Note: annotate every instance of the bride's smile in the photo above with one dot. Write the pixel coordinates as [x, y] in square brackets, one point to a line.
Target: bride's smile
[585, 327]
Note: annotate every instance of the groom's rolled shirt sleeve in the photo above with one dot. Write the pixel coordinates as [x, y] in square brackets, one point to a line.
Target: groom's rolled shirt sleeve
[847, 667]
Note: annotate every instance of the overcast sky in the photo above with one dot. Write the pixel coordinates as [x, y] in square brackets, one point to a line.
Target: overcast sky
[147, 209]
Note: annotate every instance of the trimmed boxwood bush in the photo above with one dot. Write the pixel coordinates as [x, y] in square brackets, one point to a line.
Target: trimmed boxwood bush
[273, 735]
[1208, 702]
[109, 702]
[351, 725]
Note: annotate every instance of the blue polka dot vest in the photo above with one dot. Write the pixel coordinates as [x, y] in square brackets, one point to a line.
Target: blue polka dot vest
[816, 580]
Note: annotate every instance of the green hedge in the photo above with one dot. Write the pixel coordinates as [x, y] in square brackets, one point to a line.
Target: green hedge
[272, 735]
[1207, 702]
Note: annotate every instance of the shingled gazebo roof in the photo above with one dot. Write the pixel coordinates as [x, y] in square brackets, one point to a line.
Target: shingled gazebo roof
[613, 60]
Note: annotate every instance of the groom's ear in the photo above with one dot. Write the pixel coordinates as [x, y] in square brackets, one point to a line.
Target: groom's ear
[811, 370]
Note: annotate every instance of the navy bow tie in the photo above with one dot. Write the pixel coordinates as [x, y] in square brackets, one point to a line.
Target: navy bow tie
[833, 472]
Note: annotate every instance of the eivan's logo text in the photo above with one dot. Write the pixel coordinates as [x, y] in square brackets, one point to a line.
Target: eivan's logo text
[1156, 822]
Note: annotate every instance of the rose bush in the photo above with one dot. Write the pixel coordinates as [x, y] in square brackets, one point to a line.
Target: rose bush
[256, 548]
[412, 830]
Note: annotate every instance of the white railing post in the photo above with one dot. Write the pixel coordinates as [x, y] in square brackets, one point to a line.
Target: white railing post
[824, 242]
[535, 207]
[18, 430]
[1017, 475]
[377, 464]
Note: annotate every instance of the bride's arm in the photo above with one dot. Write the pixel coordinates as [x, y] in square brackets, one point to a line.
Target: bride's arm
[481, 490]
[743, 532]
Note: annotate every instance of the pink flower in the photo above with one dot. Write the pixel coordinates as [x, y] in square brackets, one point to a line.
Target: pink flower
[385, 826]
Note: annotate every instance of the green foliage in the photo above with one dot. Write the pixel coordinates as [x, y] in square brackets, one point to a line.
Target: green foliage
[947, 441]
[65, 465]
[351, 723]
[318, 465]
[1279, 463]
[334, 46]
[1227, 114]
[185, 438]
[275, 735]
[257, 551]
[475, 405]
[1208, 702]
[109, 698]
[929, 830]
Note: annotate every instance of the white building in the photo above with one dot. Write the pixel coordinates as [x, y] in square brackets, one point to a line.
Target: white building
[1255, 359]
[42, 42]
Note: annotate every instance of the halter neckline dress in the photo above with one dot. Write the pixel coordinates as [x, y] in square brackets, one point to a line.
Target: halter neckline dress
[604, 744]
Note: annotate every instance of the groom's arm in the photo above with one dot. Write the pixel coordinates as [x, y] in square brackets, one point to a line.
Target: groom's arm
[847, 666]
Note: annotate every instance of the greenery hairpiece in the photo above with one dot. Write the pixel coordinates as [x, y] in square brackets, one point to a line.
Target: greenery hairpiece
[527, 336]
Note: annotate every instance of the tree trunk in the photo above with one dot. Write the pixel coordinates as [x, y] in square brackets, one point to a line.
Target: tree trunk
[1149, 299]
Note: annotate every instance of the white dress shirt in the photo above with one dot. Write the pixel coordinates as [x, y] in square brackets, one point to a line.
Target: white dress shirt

┄┄┄┄┄┄┄┄┄┄

● SHORT TASK
Copy the records above word for word, starting at their first line and ending at the line that contains "[1207, 702]".

● CORRECT RESULT
Note: annotate every instance of the bride's smile in the photo above with one dot. Write the pixel coordinates as [x, y] in square brackets, one point to a line.
Target: bride's smile
[585, 327]
Note: annotate every instance of the groom's rolled shirt sleeve in the photo above with one dot. Write the pixel coordinates as [x, y] in square brackets, one point to a line.
Target: groom's rolled shirt sleeve
[847, 667]
Note: annotate every instance of the overcast sky in the photo above with one dot. Write the pixel coordinates as [x, y] in square brackets, one point to a line.
Target: overcast sky
[147, 209]
Note: annotate every instance of the trimmed boxwood bush in the photo above with one dot. Write the pixel coordinates as [x, y] in square brackets, one point to a line.
Target: trimmed boxwood bush
[273, 735]
[1208, 702]
[109, 702]
[351, 725]
Note: annotate every instance of the blue polka dot vest in the photo above with one dot. Write the pixel coordinates as [x, y] in square brackets, one point to a line.
Target: blue polka dot vest
[816, 580]
Note: annotate every instance of the green hedge in the photo above with one dot. Write the pixel coordinates as [x, y] in square brackets, one point to a line.
Target: green hedge
[272, 735]
[1207, 702]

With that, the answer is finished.